▶ _Given text_:

This study evaluates local and whole-body SAR in various antenna arrays for body imaging at 7 T MRI. Such arrays have characteristics of both volume and local transmit coils, and it is common that both SAR aspects are considered during safety monitoring.

Methods:

Six antenna arrays were evaluated in this study (Fig. 1)3,4 with a male body model placed with the liver region in the center. All configurations were simulated with the arms placed left and right of the body, but one array was also simulated with the arms above the head. Note that the 32-channel design is considered as a full prototype design, while the other configurations are considered as idealized simulation models without additional loses in the transmit path (e.g. cables, T/R-switches).

▶ _Problems and tasks_:
(1) Sum up the SAR study text in two sentences.
(2) Continue the text on SAR in antenna arrays for 7 T body imaging from where it stops.

Phrase grounding data:

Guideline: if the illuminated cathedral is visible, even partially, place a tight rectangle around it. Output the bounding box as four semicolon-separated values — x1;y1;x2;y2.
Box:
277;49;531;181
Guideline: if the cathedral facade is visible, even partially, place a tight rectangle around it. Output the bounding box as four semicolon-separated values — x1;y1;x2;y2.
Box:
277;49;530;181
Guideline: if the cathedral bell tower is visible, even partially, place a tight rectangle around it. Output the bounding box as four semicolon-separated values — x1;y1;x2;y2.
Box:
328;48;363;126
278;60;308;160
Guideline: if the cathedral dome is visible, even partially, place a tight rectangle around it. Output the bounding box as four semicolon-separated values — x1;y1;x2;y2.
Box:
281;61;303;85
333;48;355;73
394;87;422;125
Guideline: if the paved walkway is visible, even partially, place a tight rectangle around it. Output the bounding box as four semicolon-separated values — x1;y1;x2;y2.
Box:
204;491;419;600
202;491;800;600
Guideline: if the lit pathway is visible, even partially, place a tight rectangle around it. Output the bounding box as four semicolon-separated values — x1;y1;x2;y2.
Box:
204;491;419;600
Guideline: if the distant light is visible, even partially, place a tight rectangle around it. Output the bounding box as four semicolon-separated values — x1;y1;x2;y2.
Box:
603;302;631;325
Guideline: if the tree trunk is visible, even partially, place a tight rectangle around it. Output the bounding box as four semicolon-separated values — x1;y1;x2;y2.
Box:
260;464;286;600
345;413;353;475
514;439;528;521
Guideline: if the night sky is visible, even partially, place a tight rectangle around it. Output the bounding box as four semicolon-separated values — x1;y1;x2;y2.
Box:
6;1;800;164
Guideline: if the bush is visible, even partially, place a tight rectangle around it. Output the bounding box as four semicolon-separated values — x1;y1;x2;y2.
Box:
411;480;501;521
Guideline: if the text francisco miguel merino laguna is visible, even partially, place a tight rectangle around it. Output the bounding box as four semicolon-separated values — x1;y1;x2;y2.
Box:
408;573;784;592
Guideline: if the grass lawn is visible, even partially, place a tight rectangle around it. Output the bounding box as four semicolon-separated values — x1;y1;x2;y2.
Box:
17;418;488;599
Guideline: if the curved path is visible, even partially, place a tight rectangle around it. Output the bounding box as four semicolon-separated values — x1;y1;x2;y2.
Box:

▶ _Answers to the exercise_:
(1) The study evaluates local and whole-body SAR in six antenna arrays for body imaging at 7 T MRI, arrays that share traits of both volume and local transmit coils. A male body model was placed with the liver region in the center and the arms at the sides (one array was also simulated with the arms above the head), and only the 32-channel design is treated as a full prototype, while the others are idealized models without transmit-path losses.

(2)
The local SAR matrices (SARL,i) and the whole-body SAR matrix (SARG) were exported, and SAR was calculated with random shims. Worst-case SAR (SARwc) was determined by the maximum eigenvalue of all SAR matrices in the body for an eigenvector of unit voltage (||U||=1). A reduced set of local SAR matrices was determined in which all local SAR matrices dominated by the whole-body SAR matrix were removed (SARL,i - SARG is positive semidefinite).2

Results and discussion:

Fig. 2 shows the local vs. whole-body SAR distribution for 1000 random shims. In all cases, the local SAR limit was reached before the whole-body limit; local SAR was found to be at least approx. 1.93x higher than whole-body SAR for cases with the arms at the body sides (Table 1). The configuration with the arms above the head and thus outside the field-of-view of the RF antenna shows a smaller deviation between local and whole-body SAR.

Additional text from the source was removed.